## Document
▶
They are also a lot bigger.

The small drop in IQ for a lens that is so small and portable is acceptable IMO. Nothing on the market can touch it for size.

When your traveling space is important so is weight. With a 70-300mm DO and a 17-55mm you coud get away with taking a small camera bag whereas with any of the others you would have to take a much bigger back to fit the glass in.

Always a compromise.


----------



## Michael (Aug 14, 2012)

Many wise thoughts!

Has anyone compared the IQ between the EFs 18-200 and the 70-300mm DO? I take it that the 15-55 is superior the wide sector in the 18-200.


----------



## pj1974 (Aug 14, 2012)

Michael said:


> Many wise thoughts!
> 
> Has anyone compared the IQ between the EFs 18-200 and the 70-300mm DO? I take it that the 15-55 is superior the wide sector in the 18-200.
◀
## Tasks to complete
a: In the forum thread, which two lenses would let you get by with a small camera bag?
b: Retype part of the forum thread word for word, beginning at the words "## Michael (Aug" and stopping after "pj1974 (Aug 14, 2012)".
Use only the forum thread to respond.

## Data lines
▶
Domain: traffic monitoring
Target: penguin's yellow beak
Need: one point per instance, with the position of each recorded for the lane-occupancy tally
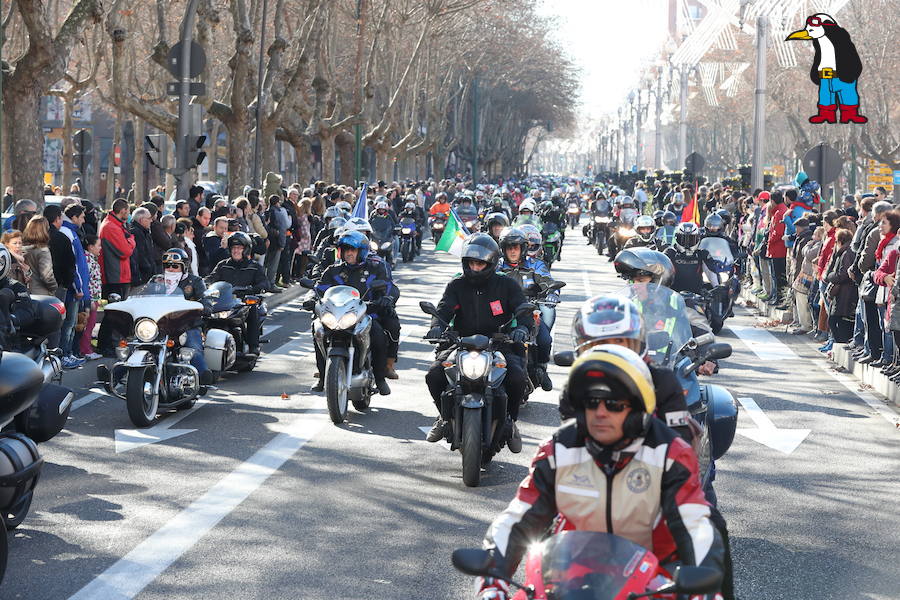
◀
## Results of the tasks
a: A 70-300mm DO and a 17-55mm.

b:
## Michael (Aug 14, 2012)

Many wise thoughts!

Has anyone compared the IQ between the EFs 18-200 and the 70-300mm DO? I take it that the 15-55 is superior the wide sector in the 18-200.


----------



## pj1974 (Aug 14, 2012)